GIVEN INSTRUCTION: In the text on Multnomah County's campaign contribution limits, which organization's attorneys are representing the Taxpayers Association of Oregon?

EXCERPTED TEXT:
____
On appeal, the Oregon Supreme Court affirmed the circuit court’s decision that the expenditure limits violated the state constitution. The Oregon Supreme Court also reversed two decades of precedent and held that the limits were permissible under the state constitution. Responding to First Amendment concerns raised by the Taxpayers Association, however, it held that the contribution limits did not apply to ballot measure campaigns or independent expenditures. It then remanded to the circuit court to determine whether the contribution limits are unconstitutionally low under the First Amendment.
On remand, the parties opposing the measure dropped out of the case, leaving the Taxpayers Association and its PAC as amici to point to the contribution limits’ infirmities under the First Amendment. First, the limits restrict a candidate’s contributions to his or her own campaign, contradicting Supreme Court precedent. Second, the limits are also unconstitutionally low under the Supreme Court’s 2019 ruling in Thompson v. Hebdon and its 2006 decision in Randall v. Sorrell. Not only are the limits far lower than any ever upheld by the Supreme Court, they undermine the County’s asserted interest in combating corruption by limiting some donors to $500 per election cycle while allowing others to make unlimited contributions.
After the Oregon Supreme Court decision, The Taxpayers Association of Oregon filed an amicus brief urging a state circuit court to strike down Multnomah County’s limits on campaign contributions for these reasons. Attorneys from the Institute for Free Speech are representing the Taxpayers Association in the case.
____
DATA:
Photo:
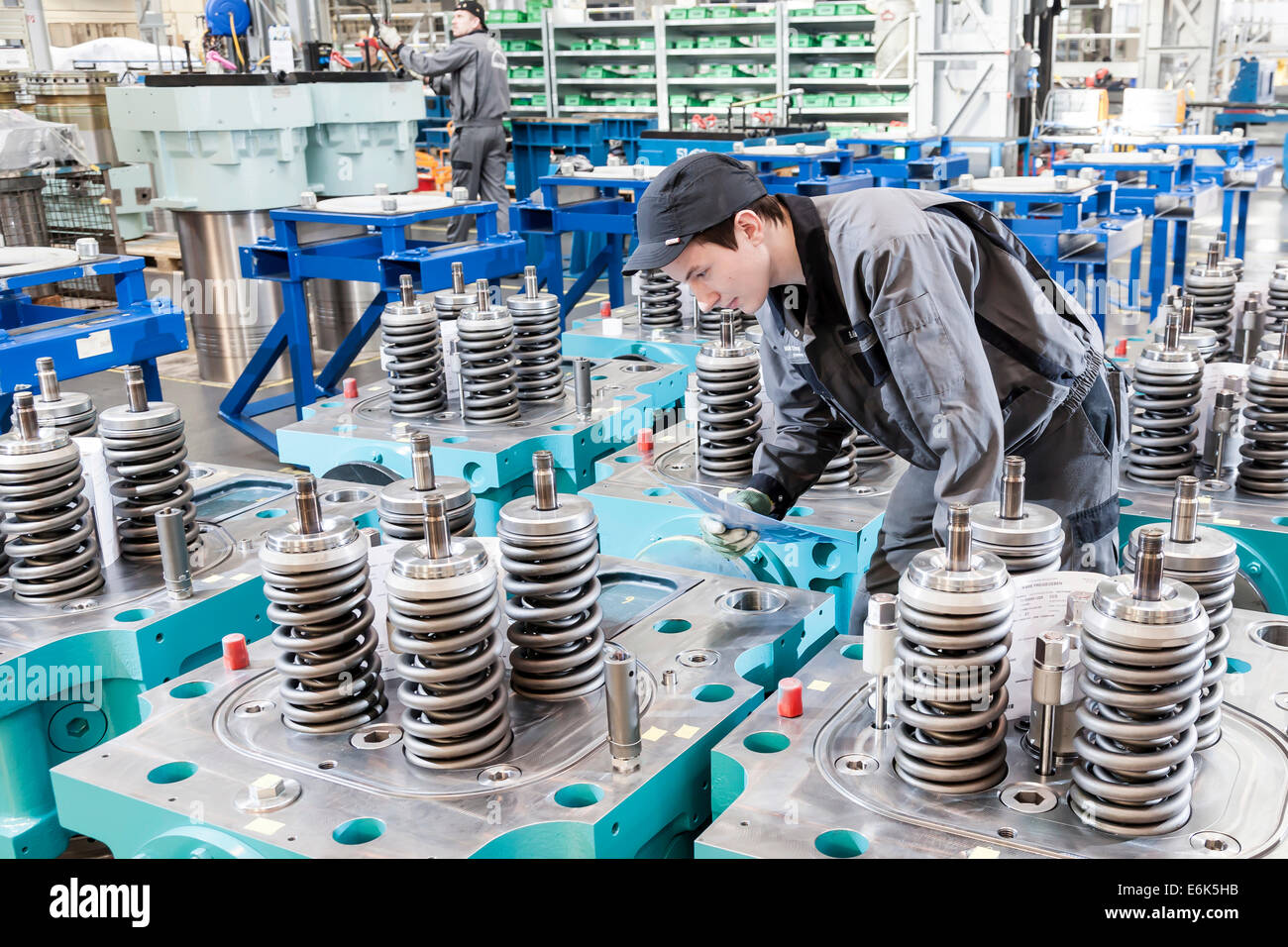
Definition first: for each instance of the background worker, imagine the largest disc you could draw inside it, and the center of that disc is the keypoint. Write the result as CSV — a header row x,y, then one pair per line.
x,y
481,98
____
RESULT: The Institute for Free Speech.